_Data rows_.
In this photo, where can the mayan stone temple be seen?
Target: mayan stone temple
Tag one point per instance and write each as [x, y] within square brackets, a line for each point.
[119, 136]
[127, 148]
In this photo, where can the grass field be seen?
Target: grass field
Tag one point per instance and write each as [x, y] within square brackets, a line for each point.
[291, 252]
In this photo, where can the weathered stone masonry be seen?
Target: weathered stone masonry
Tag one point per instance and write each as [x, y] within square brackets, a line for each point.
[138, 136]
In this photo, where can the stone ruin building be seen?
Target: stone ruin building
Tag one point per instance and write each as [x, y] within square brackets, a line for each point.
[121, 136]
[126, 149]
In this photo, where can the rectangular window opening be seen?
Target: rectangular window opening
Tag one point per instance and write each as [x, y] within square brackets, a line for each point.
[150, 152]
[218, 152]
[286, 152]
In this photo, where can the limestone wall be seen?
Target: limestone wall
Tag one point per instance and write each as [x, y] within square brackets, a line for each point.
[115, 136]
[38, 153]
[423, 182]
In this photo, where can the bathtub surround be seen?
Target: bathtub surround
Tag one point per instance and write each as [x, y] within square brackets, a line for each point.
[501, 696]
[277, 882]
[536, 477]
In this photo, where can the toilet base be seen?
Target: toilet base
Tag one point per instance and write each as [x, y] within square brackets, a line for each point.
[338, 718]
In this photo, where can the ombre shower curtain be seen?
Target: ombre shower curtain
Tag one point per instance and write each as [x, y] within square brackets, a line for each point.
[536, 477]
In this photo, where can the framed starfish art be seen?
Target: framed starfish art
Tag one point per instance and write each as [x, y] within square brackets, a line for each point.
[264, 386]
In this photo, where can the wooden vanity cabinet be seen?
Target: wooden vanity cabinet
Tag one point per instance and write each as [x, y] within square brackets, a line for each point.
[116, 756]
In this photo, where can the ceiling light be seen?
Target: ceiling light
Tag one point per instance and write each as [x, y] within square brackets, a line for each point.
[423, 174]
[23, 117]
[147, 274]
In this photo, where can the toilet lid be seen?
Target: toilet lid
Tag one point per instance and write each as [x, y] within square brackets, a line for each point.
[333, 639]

_What is required_.
Extract, word for word, each line of the listing above.

_Finished answer_.
In this photo, where can the mayan stone temple be seen?
Target: mayan stone temple
Tag one point per instance and write each as [x, y] within square brackets, a line for each point.
[119, 136]
[127, 148]
In this photo, where can the grass field be seen?
Target: grass field
Tag one point per instance and write each as [x, y] within square brackets, a line for each point.
[291, 252]
In this photo, where can the weathered stone masonry be seen?
Target: weathered stone masonry
Tag one point per instance and write each as [x, y] within square brackets, a line for each point.
[138, 136]
In this photo, where can the stone ruin building be seen?
Target: stone ruin building
Tag one point per instance and write each as [x, y] within square brackets, a line for each point.
[121, 136]
[126, 149]
In this photo, where can the rectangular window opening be seen?
Target: rectangular window opening
Tag one point per instance and write each as [x, y] within square brackets, a line for each point.
[150, 152]
[218, 152]
[286, 152]
In this photo, where can the limestone wall be seen?
Target: limestone wall
Tag one point per instance and write each as [x, y] within square brackets, a line for each point.
[115, 136]
[38, 153]
[423, 182]
In this photo, where can the bathtub surround be seen?
Target: bathtub surround
Tag one point per instance and write each as [x, y] within square brackets, a line for each point.
[501, 696]
[277, 882]
[536, 477]
In this photo, where can the toilet base be seen?
Target: toilet base
Tag one point per instance and write each as [x, y] within square brackets, a line for each point.
[338, 718]
In this photo, where can the ombre shower curtain be seen?
Target: ombre shower curtain
Tag one point per instance and write each as [x, y] within square brackets, a line for each point.
[536, 477]
In this photo, where can the framed starfish art be seen?
Target: framed starfish art
Tag one point per instance and write each as [x, y] within square brackets, a line for each point.
[264, 386]
In this photo, where can the wooden vanity cabinet be seen?
Target: wooden vanity cabinet
Tag one point per instance and write each as [x, y] within square brackets, a line for each point.
[116, 756]
In this photo, where can the ceiling light be seen?
Target: ceiling light
Tag one point per instance and write each as [x, y] within square brackets, a line for each point.
[423, 174]
[23, 117]
[147, 274]
In this photo, where can the toilet lid be seen?
Target: toilet lid
Tag one point per instance and write each as [x, y] within square brackets, a line for each point.
[333, 639]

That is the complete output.